Document section
= = = = =

Welch v. Zerger, 29 Ill. App. 348 (1888)

Nov. 23, 1888 · Illinois Appellate Court
29 Ill. App. 348

Edward Welch v. Jacob K. Zerger.

Principal and Surety—Evidence Partnership Special Finding— Practice—Discretion.

1. It is proper to exclude evidence which is irrelevant where it does not appear that other evidence will be produced to render it relevant.

2. In an action to recover money alleged to have been paid by the plaintiff for the defendant as his surety on a note, and the value of certain stock, it is held: That the evidence offered by the defendant, which tended to prove that the indorsement on the back of the note was made after the commencement of the suit, was properly excluded as irrelevant; that certain evidence as to the amount contributed by the defendant to a partnership which had existed between the parties was also properly excluded; that the question of fact as to whether the payment was for the benefit of the defendant or for the firm was settled by the jury; and that certain items were properly treated as partnership matters.

[Opinion filed November 23, 1888.]

Appeal from the Circuit Court of De Witt County; the Hon. Lyman Lacey, Judge, presiding.

Messrs. Moons & Waenee, for appellant.

Messrs. Geaham & Monson, for appellee.

Wall, P. J.

The appellee recovered a judgment in an action of assumpsit against the appellant for $706.14, from which an appeal is prosecuted to this court.

The items constituting the basis of recovery were money paid by appellee for appellant, as his surety on a promissory note, and the value of a cow and some pigs sold by the former to the latter, less a credit of $93.21 for sundry matters which need not be stated. The parties had been partners in buying and selling live stock; their partnership affairs were unsettled, *349and the chief matter in controversy was whether the note should not be regarded as though it were a partnership liability. It was payable to one Bennett as administrator, and was given for property purchased by appellant at administrator’s sale. At the same time another note for nearly the same amount was given by appellant and signed by appellee also, for other property, which it is contended was purchased for the partnership. The latter note was paid by appellant, he supposing, as is now contended, that it was for the property purchased for himself. The first mentioned note was paid afterward by appellee, and it is now contended that when he paid it he supposed it was for the partnership property, and that as he had partnership funds which he kept with his own, he ought not to be permitted to recover the amount from appellant in this action.

The first count in the declaration was upon a note signed by appellant payable to said Bennett, for the amount, and of the date and of the same terms generally as this one, and by said Bennett indorsed and delivered to the plaintiff.

The other counts are for money paid, laid out and expended, account stated, etc. Upon the trial the plaintiff did not seek to offer the note under the first count, but offered it as a part of his proof under the count for money paid for use of defendant; and one of the errors assigned is that the court refused to permit defendant to prove that the indorsement which appears on the back of the note was made after the commencement of the suit.

= = = = =

Collected data
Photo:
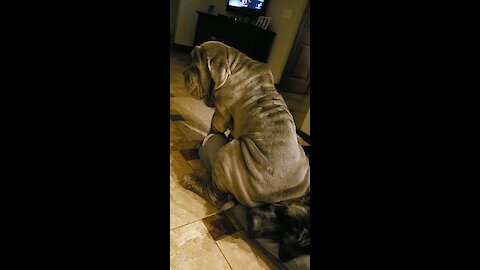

= = = = =

Directions
1. Print the passage of the Welch v. Zerger opinion that begins with the words containing "Appeal from the" and ends with "Monson, for appellee.", copied word for word.
2. Pick up the Welch v. Zerger court opinion right after its final sentence and keep writing it.

Task results
1.
Appeal from the Circuit Court of De Witt County; the Hon. Lyman Lacey, Judge, presiding.

Messrs. Moons & Waenee, for appellant.

Messrs. Geaham & Monson, for appellee.

2.
The plaintiff was not relying upon the indorsement, and had not given it in evidence. Indeed, it is apparent that the note in question was not the note described in the first count, and we do not see upon what theory it was ever intended to treat this note, of which plaintiff was a joint maker, as assigned to himself. When, therefore, the defendant offered to make the proof as above stated, the court properly rejected it as irrelevant, for the indorsement was not a part of the case as made by the plaintiff, and it could not be material in the light of what was then before the court, to inquire when it was made. It is now suggested that if the proof had been *350admitted, it could have been followed up by other questions which would have developed such a state of facts as that the court would have been required to instruct the jury that appellee could not recover on the first count because the note was assigned after suit brought, and that he could not recover under the common counts, because he had not paid the debt for the benefit of the plaintiff. When proof is offered which does not appear to be relevant in view of what has preceded, it is proper for counsel to state its object and purpose, and if he will undertake to produce other proof which will make that offered relevant, the court may, as a matter of discretion, admit it conditionally. There was no suggestion of this kind in the present instance, and the court could not, of course, infer that there would be any proof with which this might be connected. It is too late now to make such a suggestion, and we are not able to see even in the light of the whole case, that the proof would have been of any value; certainly it would not have induced the court to give the instruction supposed with reference to the common counts, and there was no occasion, for reasons already stated, to give it with reference to the first count.

It is further objected that the court excluded several items of evidence offered by appellant as to the amount he had contributed to the partnership and how much appellee had belonging to the firm when he paid the note in question. These were collateral matters which could not afford any aid in settling the issue before the jury, and would probably have confused the case. The court very properly ruled upon this point.

The main dispute between the parties was a question of fact, whether the payment was really for the benefit of appellant or for the firm, a mistake having been made by each party when taking up the respective notes. This was settled by the jury, and, we think, according to the evidence. At any rate we are not at all disposed to interfere with their finding in this regard.

The plaintiff offered quite a number of checks to show payments made by him to defendant, and one to Tred Huffman, *351to support the count for money loaned, which defendant claimed were all on account of the partnership. The jury, by a special finding, agreed with the defendant as to these items, and did not allow the plaintiff for them. There were other items which it is nowr insisted should have swelled the set-off or credit of the defendant, and as to which some argument is made in the brief of appellant. It is not so apparent that injustice has been done in this respect as to warrant interposition on our part. .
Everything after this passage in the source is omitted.